Copy out the part of the material below that opens with the line containing "task | put a marker on each instance of the grass" and closes with the line containing "target | green shrub", keeping every line unchanged.

[start]

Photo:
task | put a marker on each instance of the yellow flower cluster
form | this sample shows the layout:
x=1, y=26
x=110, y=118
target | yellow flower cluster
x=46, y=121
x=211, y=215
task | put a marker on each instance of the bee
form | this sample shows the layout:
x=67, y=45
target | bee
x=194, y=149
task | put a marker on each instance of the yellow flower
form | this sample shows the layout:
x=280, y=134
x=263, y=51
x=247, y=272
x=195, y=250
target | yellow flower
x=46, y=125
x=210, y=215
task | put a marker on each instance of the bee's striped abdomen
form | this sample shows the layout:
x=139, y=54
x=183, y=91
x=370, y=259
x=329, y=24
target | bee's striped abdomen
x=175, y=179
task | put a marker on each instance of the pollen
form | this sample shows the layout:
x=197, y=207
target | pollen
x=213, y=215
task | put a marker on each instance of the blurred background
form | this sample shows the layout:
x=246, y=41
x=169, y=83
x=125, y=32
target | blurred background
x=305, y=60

[end]
[start]

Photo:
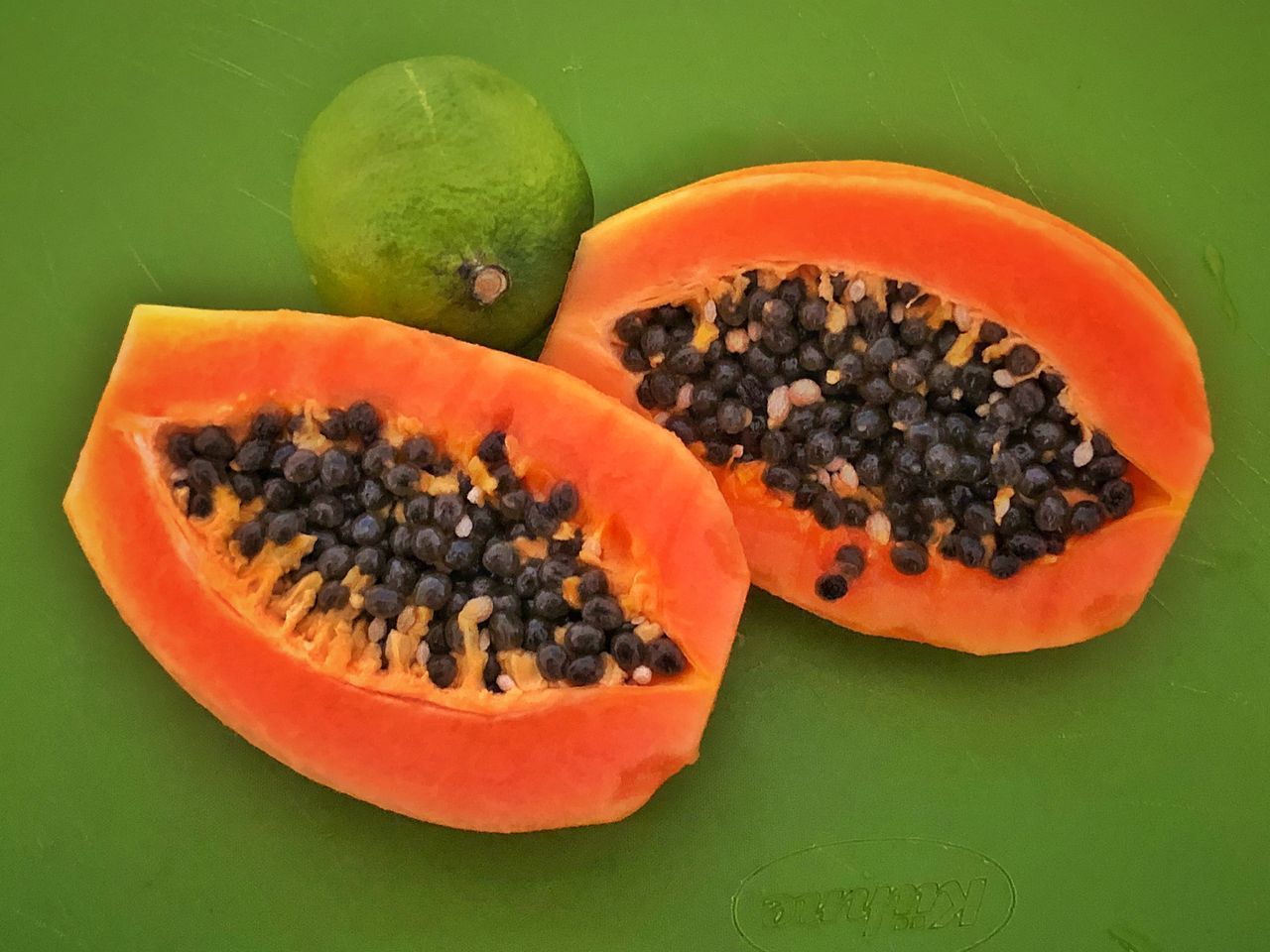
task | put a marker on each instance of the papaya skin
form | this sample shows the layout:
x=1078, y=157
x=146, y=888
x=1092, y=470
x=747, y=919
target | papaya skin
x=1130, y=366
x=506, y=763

[end]
[start]

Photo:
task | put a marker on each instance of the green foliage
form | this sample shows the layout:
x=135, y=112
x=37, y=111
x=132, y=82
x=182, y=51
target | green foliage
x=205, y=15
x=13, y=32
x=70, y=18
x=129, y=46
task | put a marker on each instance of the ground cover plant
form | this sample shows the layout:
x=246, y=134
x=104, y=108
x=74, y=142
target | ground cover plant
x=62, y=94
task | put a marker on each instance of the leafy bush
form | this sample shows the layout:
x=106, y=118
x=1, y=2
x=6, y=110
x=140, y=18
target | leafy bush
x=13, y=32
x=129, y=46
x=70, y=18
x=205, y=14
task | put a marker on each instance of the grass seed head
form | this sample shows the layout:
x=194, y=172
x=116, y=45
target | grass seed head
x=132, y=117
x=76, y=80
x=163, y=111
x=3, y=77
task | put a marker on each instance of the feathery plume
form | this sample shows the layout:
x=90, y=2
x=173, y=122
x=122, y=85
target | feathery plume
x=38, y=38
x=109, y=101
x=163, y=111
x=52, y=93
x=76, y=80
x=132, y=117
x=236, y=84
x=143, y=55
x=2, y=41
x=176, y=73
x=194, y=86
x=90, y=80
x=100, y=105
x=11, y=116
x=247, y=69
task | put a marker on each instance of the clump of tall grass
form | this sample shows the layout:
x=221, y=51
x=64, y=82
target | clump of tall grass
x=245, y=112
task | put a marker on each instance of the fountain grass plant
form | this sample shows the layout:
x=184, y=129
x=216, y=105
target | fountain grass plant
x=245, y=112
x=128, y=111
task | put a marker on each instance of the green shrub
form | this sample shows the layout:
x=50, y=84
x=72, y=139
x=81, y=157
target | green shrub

[end]

▶ **RESPONSE FOR THIS EXERCISE**
task | put a marker on each instance of the grass seed head
form | this sample shows the layout:
x=194, y=172
x=116, y=45
target | grass seed head
x=132, y=117
x=76, y=80
x=163, y=111
x=3, y=77
task | put a marker on each instance of the feathery plume
form | this sample shows the layout:
x=90, y=2
x=173, y=122
x=122, y=85
target | feathery plume
x=38, y=38
x=109, y=101
x=163, y=111
x=52, y=93
x=76, y=80
x=132, y=117
x=236, y=84
x=143, y=55
x=2, y=41
x=176, y=73
x=194, y=86
x=90, y=80
x=100, y=105
x=11, y=116
x=247, y=69
task | put a marker on each instance of the clump of tall grass
form | this sample shows the layout:
x=221, y=51
x=64, y=82
target | clump of tall grass
x=245, y=112
task | put a marker on each instance of the fountain grass plant
form | this sample shows the layout:
x=184, y=129
x=216, y=105
target | fountain grass plant
x=245, y=112
x=128, y=111
task | put a marker on each instance of the green shrub
form | this sample shows the layout:
x=50, y=84
x=72, y=139
x=81, y=157
target | green shrub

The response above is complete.